Can you carry on the passage about Greenlaw past its final sentence?
[Given text Boundary: Start]
Her work draws on her interest in science and scientific enquiry (there were physicists in her family) and covers themes of displacement, loss, and belonging. Critics have seen her poetry as remarkable for its precision; her best contain a complexity and elusiveness that lead them to "appreciate with each re-reading".

Her biography notes: "She has written and adapted several dramas for radio, including Virginia Woolf's Night and Day, Hermann Hesse's The Glass Bead Game, and a series on malaria called Five Fever Tales. She has made documentaries about Emily Dickinson and Elizabeth Bishop and several programmes about light, including trips to the Arctic midsummer and midwinter, the Baltic, the darkest place in England, light in London, and the solstices and equinoxes."

Greenlaw is also a memoirist. Kirkus Reviews summed up her 2007 coming-of-age book, The Importance of Music to Girls, by saying: "The taut, lyric thrum of Greenlaw's prose reflects her poet's skill....Well-written, bewitching and subtly dazzling." Some Answers Without Questions (2021), part memoir, part manifesto, was described by Hephzibah Anderson in The Observer as "a delight: approachable, rigorous and omnivorous in its frame of reference".

==Personal life==
Greenlaw has lived in London for most of her life. She has a daughter.
[Given text Boundary: End]
[Dataset entries Boundary: Start]
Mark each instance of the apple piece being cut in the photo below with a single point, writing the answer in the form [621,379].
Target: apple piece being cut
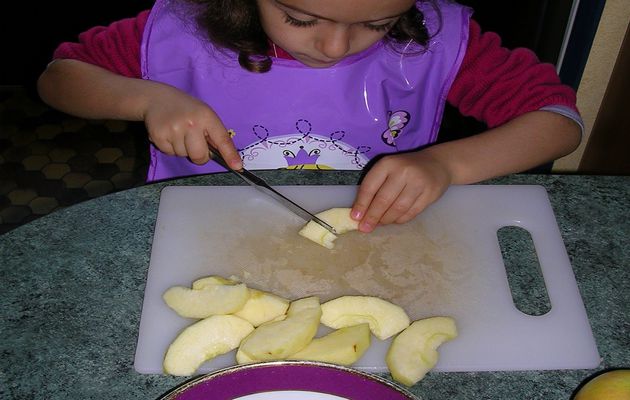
[203,341]
[280,339]
[212,280]
[343,346]
[413,352]
[262,307]
[384,318]
[211,300]
[338,218]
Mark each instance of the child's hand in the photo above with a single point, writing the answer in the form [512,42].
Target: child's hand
[182,125]
[398,188]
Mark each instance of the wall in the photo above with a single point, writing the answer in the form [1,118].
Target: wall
[597,74]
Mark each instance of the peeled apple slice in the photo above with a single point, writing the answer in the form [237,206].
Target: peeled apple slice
[338,218]
[203,341]
[413,352]
[260,306]
[343,346]
[384,318]
[278,340]
[211,300]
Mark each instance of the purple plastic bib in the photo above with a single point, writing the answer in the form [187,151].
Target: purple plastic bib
[376,102]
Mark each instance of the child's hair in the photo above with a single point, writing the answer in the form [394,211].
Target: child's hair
[235,25]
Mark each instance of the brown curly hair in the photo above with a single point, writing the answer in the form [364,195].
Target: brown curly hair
[237,27]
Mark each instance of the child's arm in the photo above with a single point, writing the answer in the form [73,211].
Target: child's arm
[178,124]
[400,186]
[500,87]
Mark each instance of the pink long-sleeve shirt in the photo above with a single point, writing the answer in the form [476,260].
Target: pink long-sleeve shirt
[494,84]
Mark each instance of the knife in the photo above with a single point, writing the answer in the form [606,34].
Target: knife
[261,185]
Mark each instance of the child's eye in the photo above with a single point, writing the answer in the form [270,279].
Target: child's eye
[298,22]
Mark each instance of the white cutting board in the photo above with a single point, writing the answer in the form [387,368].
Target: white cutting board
[446,262]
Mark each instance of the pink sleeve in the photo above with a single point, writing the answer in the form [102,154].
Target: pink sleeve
[115,47]
[495,85]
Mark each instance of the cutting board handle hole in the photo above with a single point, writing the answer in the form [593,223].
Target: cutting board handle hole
[524,274]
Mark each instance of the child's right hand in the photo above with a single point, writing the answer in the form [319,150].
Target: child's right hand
[179,124]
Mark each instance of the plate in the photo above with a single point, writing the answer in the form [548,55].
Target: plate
[288,380]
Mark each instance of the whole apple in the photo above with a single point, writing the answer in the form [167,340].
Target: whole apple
[611,385]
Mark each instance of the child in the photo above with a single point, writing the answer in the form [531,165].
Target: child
[327,84]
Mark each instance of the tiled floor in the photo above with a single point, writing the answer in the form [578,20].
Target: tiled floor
[49,160]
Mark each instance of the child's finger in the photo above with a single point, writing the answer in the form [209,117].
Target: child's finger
[367,190]
[402,204]
[223,143]
[197,148]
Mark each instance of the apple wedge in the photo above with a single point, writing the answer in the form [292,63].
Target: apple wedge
[280,339]
[413,352]
[203,341]
[338,218]
[343,346]
[262,307]
[207,281]
[384,318]
[211,300]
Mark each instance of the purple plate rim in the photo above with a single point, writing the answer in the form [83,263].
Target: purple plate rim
[314,376]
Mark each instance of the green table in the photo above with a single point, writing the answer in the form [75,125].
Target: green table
[73,285]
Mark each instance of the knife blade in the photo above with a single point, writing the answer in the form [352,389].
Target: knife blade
[260,184]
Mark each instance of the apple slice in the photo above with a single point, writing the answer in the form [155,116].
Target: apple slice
[211,300]
[280,339]
[262,307]
[343,346]
[384,318]
[203,341]
[413,352]
[204,282]
[338,218]
[259,308]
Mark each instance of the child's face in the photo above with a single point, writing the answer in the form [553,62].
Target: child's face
[320,33]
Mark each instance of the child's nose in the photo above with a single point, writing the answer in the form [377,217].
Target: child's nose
[335,43]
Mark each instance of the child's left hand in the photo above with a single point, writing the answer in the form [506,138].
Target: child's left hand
[398,188]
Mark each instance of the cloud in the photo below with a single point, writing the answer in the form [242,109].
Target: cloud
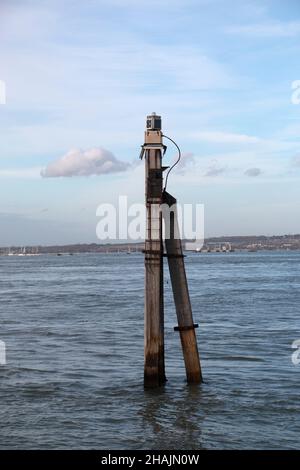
[Dataset entries Boundary: End]
• [Result]:
==Awards and recognition==
Lavinia Greenlaw received an Eric Gregory Award in 1990, an Arts Council Writers' Award in 1995, a Cholmondeley Award, and a Society of Authors Travelling Scholarship. In 1994, she was chosen as one of 20 New Generation Poets, by a jury composed of Melvyn Bragg, Margaret Busby, Vicki Feather, Michael Longley, John Osborne and James Wood. In 1997, Greenlaw won the Forward Prize for Best Single Poem for "A World Where News Travelled Slowly", the title poem from her second main collection.

For her 2001 first novel, Mary George of Allnorthover, Greenlaw won the French Prix du Premier Roman. She has been shortlisted for a number of literary awards, including the Whitbread Book Award (now the Costa Book Awards) and the T. S. Eliot Prize for Poetry. Her sound work Audio Obscura won the 2011 Ted Hughes Award for New Work in Poetry. Her short story "We Are Watching Something Terrible Happening" was shortlisted for the BBC National Short Story Award 2013. Her 2014 book A Double Sorrow: Troilus and Criseyde (inspired by Geoffrey Chaucer's 14th-century epic poem), was shortlisted for the Costa Poetry Prize.

Greenlaw was elected a Fellow of the Royal Society of Literature in 2004.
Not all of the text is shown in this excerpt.